[Start]
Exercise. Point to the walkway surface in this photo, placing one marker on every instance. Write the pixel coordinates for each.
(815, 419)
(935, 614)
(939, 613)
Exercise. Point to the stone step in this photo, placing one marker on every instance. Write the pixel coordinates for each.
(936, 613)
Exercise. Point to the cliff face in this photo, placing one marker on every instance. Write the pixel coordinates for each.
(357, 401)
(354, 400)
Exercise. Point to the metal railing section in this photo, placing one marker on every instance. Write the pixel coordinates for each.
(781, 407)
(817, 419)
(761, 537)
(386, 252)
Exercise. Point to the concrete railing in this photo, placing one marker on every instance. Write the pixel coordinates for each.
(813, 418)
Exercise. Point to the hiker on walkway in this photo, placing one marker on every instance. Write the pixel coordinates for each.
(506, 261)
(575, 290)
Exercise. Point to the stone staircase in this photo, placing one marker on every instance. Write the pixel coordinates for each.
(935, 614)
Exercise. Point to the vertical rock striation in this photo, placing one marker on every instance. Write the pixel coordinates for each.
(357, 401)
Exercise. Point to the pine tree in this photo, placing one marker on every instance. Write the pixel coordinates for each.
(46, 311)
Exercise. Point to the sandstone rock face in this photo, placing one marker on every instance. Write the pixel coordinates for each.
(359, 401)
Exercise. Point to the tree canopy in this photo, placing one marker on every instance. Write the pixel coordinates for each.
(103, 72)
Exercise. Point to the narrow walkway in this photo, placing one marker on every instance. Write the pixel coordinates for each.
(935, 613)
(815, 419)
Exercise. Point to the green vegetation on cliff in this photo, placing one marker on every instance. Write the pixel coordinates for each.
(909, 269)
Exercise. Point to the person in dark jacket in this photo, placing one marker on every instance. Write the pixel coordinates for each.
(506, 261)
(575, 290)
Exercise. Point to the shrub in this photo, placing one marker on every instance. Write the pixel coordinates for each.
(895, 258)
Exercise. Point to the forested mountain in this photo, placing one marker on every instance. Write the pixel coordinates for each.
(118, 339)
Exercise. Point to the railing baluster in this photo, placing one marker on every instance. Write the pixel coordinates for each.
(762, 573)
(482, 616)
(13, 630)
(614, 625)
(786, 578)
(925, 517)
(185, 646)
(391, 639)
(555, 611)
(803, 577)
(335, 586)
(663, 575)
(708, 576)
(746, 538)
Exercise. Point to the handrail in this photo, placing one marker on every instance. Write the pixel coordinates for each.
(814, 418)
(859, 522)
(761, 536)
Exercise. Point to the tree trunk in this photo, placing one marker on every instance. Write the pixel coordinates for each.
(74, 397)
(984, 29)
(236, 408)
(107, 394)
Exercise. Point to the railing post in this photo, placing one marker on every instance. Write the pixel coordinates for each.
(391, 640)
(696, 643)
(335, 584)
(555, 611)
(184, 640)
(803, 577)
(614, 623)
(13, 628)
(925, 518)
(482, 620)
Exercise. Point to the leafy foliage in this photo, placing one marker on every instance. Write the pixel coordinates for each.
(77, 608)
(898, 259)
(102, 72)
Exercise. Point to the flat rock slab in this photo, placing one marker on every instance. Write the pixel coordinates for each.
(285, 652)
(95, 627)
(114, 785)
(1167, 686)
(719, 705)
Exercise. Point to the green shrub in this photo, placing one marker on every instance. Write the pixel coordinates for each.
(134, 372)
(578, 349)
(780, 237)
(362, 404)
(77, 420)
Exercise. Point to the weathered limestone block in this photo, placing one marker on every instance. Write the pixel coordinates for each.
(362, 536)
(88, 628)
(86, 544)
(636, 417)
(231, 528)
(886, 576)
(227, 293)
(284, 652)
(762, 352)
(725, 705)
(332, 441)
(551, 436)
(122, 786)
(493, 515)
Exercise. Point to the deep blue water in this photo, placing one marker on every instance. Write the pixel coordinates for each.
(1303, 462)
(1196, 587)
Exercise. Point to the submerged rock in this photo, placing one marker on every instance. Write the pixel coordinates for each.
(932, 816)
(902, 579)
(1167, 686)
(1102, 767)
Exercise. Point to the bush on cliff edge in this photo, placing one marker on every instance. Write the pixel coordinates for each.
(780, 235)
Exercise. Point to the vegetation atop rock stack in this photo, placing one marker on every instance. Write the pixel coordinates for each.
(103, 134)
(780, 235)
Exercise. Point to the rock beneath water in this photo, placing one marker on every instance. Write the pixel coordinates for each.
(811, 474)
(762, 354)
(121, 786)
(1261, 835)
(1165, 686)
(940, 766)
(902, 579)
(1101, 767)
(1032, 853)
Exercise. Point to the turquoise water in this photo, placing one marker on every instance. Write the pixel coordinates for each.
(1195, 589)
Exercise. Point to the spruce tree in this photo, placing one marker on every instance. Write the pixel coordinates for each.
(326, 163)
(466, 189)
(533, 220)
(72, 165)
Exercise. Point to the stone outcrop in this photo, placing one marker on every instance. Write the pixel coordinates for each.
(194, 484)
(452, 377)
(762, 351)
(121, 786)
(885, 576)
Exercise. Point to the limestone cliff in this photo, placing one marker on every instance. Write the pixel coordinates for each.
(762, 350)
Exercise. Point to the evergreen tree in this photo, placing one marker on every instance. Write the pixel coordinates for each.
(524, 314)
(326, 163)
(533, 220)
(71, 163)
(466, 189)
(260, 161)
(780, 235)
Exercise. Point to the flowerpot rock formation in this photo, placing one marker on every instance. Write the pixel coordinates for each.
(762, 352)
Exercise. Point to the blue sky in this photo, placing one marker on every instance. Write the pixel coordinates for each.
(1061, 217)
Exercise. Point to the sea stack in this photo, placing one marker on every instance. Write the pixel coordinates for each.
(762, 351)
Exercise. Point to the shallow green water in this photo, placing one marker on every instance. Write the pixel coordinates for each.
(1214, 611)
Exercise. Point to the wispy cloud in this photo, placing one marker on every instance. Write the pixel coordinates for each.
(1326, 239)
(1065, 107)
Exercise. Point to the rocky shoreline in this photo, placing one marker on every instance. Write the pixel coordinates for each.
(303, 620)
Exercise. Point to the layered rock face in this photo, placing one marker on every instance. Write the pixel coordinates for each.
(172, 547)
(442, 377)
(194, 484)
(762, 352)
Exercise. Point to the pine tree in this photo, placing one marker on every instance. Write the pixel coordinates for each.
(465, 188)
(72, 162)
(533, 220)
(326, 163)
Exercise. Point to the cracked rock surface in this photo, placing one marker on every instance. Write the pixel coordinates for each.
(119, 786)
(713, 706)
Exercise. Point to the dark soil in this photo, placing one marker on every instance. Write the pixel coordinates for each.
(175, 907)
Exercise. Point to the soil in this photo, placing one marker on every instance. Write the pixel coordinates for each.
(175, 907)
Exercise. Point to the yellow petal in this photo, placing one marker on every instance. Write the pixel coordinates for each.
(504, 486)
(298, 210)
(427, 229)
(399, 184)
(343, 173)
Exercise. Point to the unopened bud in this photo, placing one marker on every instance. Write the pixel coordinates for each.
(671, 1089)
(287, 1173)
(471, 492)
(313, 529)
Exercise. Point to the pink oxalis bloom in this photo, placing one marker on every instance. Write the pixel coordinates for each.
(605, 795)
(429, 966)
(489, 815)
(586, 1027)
[End]
## Problem description
Retype each record exactly, leaving nothing out.

## Response to this task
Exercise. Point to the walkway surface in this photo, placing one marker on every instance. Write the pixel coordinates for each.
(815, 419)
(935, 614)
(939, 613)
Exercise. Point to the stone step in this photo, placing one marker on every instance. Write the pixel coordinates for each.
(936, 613)
Exercise. Point to the cliff face in this photo, placing one marker on every instance. Write the pixel coordinates for each.
(357, 401)
(354, 400)
Exercise. Point to the metal railing section in this photo, placing one marker on every instance. Write the pixel coordinates for each.
(781, 407)
(817, 419)
(761, 537)
(386, 252)
Exercise. Point to the concrete railing in this photo, placing one marker on every instance. Write the pixel coordinates for each.
(813, 418)
Exercise. Point to the hiker on walkway in this photo, placing one marker on every instance. Write the pixel coordinates for each.
(506, 261)
(575, 290)
Exercise. Point to the stone staircase in this photo, placing one marker on every instance. Write the pixel coordinates for each.
(935, 614)
Exercise. Point to the vertical rock striation in this photo, placing one marker on every instance. Write the pixel coordinates for each.
(357, 401)
Exercise. Point to the pine tree in this photo, placing one marker on every instance. Write the pixel coordinates for each.
(46, 311)
Exercise. Point to the sandstone rock face in this photo, placing one marker on every instance. Write the pixel coordinates for each.
(359, 401)
Exercise. Point to the tree canopy in this photo, placing one marker on every instance. Write the pixel coordinates for each.
(103, 72)
Exercise. Point to the narrow walkway in this photo, placing one marker on every instance. Write the pixel coordinates for each.
(935, 613)
(815, 419)
Exercise. Point to the green vegetation on cliff in this photo, placing one marker on every instance. Write the pixel coordinates for each.
(909, 269)
Exercise. Point to the person in dark jacket in this photo, placing one marker on every instance. Write the pixel coordinates for each.
(506, 261)
(575, 290)
Exercise. Point to the shrub in this photo, placing one marker on every instance. Write the pixel coordinates for each.
(895, 258)
Exercise. Point to the forested mountain in this photo, placing one marker on every instance. Write the pixel coordinates for each.
(118, 339)
Exercise. Point to the railing baluster in this photo, placing one marker on every instance. Write the pixel coordinates for each.
(762, 573)
(482, 616)
(13, 630)
(614, 625)
(786, 578)
(925, 517)
(185, 646)
(391, 639)
(555, 611)
(803, 577)
(335, 586)
(663, 575)
(708, 576)
(746, 538)
Exercise. Point to the handrail in this photo, placing one marker on every instance. Write the pixel coordinates for each.
(814, 418)
(859, 522)
(761, 536)
Exercise. Point to the tree trunk in this photo, placing one marker on every instance. Write the pixel coordinates for each.
(74, 397)
(984, 29)
(236, 408)
(107, 394)
Exercise. Point to the railing post in this photo, placing one marker on every instance. Write the pixel coordinates for each.
(391, 640)
(696, 643)
(335, 584)
(555, 611)
(184, 640)
(803, 577)
(614, 623)
(13, 628)
(925, 518)
(482, 620)
Exercise. Point to the leafy foliage in this photo, placing one marker on every instance. Write the pixel coordinates for each.
(77, 608)
(898, 259)
(102, 72)
Exercise. Point to the flat rock slab in this photo, placing one marker on every instance. Write the pixel coordinates for each.
(285, 652)
(95, 627)
(114, 785)
(1167, 686)
(719, 705)
Exercise. Point to the green shrub in this photo, placing one marker on every instance. Write the pixel coordinates for each.
(134, 372)
(578, 349)
(780, 237)
(362, 404)
(77, 420)
Exercise. Point to the weathered limestone block in this photo, placing one marker on every instance. Write the pixel coordinates for each.
(362, 536)
(88, 628)
(86, 544)
(636, 417)
(231, 528)
(886, 576)
(227, 293)
(284, 652)
(762, 352)
(725, 705)
(332, 441)
(551, 436)
(122, 786)
(493, 515)
Exercise. Point to the deep blue water in this photo, placing one marker on every instance. Write the pixel coordinates for each.
(1303, 462)
(1196, 587)
Exercise. Point to the submerged rock in this photo, placing one marker on every instance. Write the pixel coordinates for each.
(932, 816)
(902, 579)
(1167, 686)
(1102, 767)
Exercise. Point to the bush on cliff edge in this photo, placing one marker on every instance. Write the pixel coordinates for each.
(780, 235)
Exercise. Point to the vegetation atop rock stack in this photo, placing one marker on every instance. Write the pixel coordinates for each.
(103, 134)
(780, 235)
Exercise. Point to the rock beneath water in this photo, placing one marker on every instance. Write the pixel coordinates for each.
(811, 474)
(762, 354)
(121, 786)
(1261, 835)
(1165, 686)
(940, 766)
(902, 579)
(1101, 767)
(1032, 853)
Exercise. Point to the turquoise water in this photo, placing one marker on every instance. Write the pixel coordinates for each.
(1195, 589)
Exercise. Point to the spruce tree in this photo, placing one marker on every instance. Write the pixel coordinates for each.
(326, 163)
(466, 189)
(533, 220)
(72, 165)
Exercise. Point to the stone outcrop in this photo, placing one marker on every instance. Write the pixel coordinates for each.
(194, 484)
(452, 377)
(762, 351)
(121, 786)
(885, 576)
Exercise. Point to the limestone cliff in this photo, placing one marker on every instance. Write the pixel coordinates for each.
(762, 350)
Exercise. Point to the evergreen tree in this photo, placing one marker on every instance. Write the pixel coordinates for each.
(524, 314)
(326, 163)
(533, 220)
(71, 163)
(466, 189)
(260, 161)
(780, 235)
Exercise. Point to the flowerpot rock formation in this photo, placing one marker on every instance. Write the pixel coordinates for each.
(762, 352)
Exercise. Point to the blue sky in this photo, placing one marker on every instance. Write the pixel coordinates for each.
(1061, 217)
Exercise. Point to the sea stack in this photo, placing one marker on every instance. Write the pixel coordinates for each.
(762, 351)
Exercise. Point to the shallow green water in this photo, placing one marker on every instance. Write the pixel coordinates for each.
(1214, 611)
Exercise. Point to the wispy cloud in this photo, placing one marker on every instance. Write the pixel coordinates for each.
(1326, 239)
(1065, 107)
Exercise. Point to the rocky shoreline in this photo, placing one marker on every instance. Write the pixel coordinates for each.
(303, 620)
Exercise. Point to the layered rock face in this photo, placing one marker on every instance. Write the pixel coordinates for each.
(172, 547)
(442, 377)
(194, 484)
(762, 352)
Exercise. Point to the pine tree in this photo, placing one marker on every instance. Write the pixel coordinates for each.
(465, 188)
(72, 162)
(533, 220)
(326, 163)
Exercise. Point to the cracked rock surface in this photo, placing one marker on every instance. Write the pixel coordinates for each.
(119, 786)
(713, 706)
Exercise. Point to the dark soil in this photo, placing one marker on every instance. Write the pixel coordinates for each.
(175, 907)
Exercise. Point to the soil in this photo, placing one marker on every instance. Write the pixel coordinates for each.
(175, 907)
Exercise. Point to the yellow petal in this photo, placing one marker on every instance. Write the pixel coordinates for each.
(504, 486)
(298, 210)
(427, 229)
(399, 184)
(343, 173)
Exercise. Point to the unopened bud in this photo, placing one marker on every instance. Write the pixel coordinates for each.
(671, 1089)
(287, 1173)
(471, 492)
(313, 529)
Exercise. Point to the pink oxalis bloom in this photo, placing one marker on every instance. Write the pixel coordinates for each.
(605, 795)
(429, 966)
(489, 815)
(586, 1027)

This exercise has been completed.